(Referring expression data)
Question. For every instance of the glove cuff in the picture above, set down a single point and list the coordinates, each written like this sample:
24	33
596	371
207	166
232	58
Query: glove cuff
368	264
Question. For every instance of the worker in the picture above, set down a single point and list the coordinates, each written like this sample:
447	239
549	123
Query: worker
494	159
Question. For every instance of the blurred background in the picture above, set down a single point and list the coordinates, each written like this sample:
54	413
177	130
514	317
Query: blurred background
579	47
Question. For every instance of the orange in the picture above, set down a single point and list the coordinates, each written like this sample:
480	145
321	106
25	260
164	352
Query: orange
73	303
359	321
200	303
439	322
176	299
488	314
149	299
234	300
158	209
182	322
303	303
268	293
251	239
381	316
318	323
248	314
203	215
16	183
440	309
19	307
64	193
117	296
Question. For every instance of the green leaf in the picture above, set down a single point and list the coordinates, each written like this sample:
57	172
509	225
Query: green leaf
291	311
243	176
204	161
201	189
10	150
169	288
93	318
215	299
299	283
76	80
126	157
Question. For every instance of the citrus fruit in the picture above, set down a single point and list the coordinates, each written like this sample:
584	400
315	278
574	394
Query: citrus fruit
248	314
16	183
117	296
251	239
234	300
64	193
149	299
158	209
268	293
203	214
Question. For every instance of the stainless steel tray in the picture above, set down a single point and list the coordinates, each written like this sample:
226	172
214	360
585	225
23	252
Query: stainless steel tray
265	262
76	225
---
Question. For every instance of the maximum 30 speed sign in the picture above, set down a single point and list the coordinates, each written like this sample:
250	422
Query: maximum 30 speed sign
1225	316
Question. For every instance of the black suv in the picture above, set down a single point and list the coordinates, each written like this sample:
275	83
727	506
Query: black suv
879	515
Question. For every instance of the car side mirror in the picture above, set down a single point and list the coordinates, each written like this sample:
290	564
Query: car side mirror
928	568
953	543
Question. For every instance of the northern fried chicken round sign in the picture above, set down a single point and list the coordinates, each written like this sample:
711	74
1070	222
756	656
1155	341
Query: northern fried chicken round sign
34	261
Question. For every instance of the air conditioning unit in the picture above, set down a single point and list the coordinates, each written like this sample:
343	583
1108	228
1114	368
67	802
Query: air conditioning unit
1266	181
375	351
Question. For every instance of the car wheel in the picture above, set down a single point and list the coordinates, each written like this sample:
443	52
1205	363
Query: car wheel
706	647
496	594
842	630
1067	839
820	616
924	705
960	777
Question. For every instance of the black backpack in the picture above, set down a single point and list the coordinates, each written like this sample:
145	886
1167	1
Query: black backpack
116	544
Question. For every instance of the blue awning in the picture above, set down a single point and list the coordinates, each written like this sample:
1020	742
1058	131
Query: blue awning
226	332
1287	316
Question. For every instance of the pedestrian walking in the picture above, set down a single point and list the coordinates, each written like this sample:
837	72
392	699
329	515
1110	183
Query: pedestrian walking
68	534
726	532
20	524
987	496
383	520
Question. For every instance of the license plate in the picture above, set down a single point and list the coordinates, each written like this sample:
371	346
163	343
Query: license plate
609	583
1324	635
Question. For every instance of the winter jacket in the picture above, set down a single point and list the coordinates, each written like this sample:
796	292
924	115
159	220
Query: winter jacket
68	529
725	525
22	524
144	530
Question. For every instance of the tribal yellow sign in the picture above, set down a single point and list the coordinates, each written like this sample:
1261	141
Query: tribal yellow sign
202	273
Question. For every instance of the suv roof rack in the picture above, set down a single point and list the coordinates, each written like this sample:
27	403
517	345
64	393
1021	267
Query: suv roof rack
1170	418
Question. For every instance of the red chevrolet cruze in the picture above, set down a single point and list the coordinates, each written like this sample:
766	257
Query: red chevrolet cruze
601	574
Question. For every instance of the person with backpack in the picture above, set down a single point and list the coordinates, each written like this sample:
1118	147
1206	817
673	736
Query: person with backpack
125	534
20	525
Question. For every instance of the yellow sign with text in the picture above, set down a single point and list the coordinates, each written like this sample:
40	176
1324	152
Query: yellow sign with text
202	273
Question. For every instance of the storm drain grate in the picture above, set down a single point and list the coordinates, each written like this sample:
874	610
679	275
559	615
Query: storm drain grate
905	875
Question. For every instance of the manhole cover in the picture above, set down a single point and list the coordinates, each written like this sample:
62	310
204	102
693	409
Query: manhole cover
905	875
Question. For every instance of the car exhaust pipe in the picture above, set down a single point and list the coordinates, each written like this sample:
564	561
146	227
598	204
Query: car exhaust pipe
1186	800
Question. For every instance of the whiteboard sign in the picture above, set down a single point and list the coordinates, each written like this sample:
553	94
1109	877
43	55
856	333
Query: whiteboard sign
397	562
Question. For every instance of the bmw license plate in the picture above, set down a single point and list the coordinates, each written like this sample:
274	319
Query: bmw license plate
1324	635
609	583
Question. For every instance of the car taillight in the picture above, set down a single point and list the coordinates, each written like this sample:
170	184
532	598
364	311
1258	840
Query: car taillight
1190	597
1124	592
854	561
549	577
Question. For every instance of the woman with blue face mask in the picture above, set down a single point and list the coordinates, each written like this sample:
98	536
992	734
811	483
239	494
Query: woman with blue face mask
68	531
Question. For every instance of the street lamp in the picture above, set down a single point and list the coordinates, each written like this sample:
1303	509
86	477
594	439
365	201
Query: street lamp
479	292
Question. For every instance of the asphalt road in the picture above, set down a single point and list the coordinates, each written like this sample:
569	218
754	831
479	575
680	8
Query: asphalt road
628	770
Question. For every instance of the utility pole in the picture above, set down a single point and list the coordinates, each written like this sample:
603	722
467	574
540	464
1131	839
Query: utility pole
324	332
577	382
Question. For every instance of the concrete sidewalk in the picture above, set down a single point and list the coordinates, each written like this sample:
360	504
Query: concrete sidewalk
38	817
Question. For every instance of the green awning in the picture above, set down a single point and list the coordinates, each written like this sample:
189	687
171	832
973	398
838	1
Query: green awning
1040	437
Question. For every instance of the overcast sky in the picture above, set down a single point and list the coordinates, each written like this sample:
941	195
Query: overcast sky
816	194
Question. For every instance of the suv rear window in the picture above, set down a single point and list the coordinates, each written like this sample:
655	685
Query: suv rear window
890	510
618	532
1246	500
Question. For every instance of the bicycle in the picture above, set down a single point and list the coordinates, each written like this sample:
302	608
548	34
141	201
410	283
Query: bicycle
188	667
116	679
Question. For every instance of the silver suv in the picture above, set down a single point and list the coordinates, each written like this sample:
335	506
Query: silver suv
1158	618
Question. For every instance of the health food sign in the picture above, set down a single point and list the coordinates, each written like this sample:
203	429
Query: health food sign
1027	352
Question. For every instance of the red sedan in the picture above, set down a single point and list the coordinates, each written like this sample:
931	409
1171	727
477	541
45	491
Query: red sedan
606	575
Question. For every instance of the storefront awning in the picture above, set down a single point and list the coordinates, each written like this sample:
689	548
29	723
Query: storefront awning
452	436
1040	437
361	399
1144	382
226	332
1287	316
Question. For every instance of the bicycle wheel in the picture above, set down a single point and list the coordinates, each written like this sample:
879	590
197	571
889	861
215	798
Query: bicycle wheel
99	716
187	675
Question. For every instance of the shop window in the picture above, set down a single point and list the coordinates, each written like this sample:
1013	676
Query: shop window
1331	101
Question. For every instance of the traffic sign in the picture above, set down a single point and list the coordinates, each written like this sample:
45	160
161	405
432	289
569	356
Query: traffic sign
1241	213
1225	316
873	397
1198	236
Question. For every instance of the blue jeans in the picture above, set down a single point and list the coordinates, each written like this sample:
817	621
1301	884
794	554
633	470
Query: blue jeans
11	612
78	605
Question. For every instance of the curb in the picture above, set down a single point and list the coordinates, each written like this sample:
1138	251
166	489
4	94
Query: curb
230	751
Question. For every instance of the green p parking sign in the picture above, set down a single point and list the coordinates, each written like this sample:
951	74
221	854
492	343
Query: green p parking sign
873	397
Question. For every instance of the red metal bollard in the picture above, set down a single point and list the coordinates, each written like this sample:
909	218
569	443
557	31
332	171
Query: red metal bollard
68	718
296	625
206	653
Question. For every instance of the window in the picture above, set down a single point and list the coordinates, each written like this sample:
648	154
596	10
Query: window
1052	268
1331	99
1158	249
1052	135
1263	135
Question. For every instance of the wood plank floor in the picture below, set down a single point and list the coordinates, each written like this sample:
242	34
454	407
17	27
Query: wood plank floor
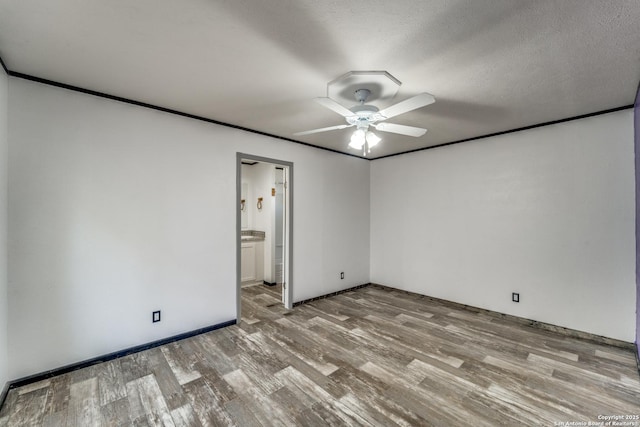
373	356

Your assignment ->
Starting at the line that has "Question. For every instance of the glove" in the records above, restate word for word every line until the one that has "Question. For every instance of the citrus", and include that one as well.

Reply ->
Question. For every instance of the glove cuff in the picture above, set down a single point and list the coordinates, each written like this sample:
24	33
596	371
207	166
232	58
Query: glove cuff
368	264
Question. For every instance of the worker in the picture above, set down a single point and list the coordinates, each written like this sample:
447	239
549	123
Query: worker
494	159
Question. For every instance of the blurred background in the picture above, set down a single point and list the coordinates, each written like this sample:
54	413
177	130
514	317
Query: blurred background
579	47
Question. For every instance of the orange in the picture above, set down a single point and list the coordinates, each written like this sample:
480	145
321	106
25	260
164	352
Query: orange
73	303
359	321
200	303
439	322
176	299
488	314
149	299
234	300
158	209
182	322
303	303
268	293
251	239
381	316
318	323
248	314
203	215
16	183
440	309
19	307
64	193
117	296
Question. For every instance of the green leaf in the picture above, set down a single point and list the coordinates, each written like this sample:
57	172
509	225
Query: green leaf
291	311
243	176
204	161
201	189
10	150
169	288
93	318
215	299
299	283
76	80
126	157
Question. For every instance of the citrus fruit in the picture above, set down a single point and list the coordinates, each written like this sample:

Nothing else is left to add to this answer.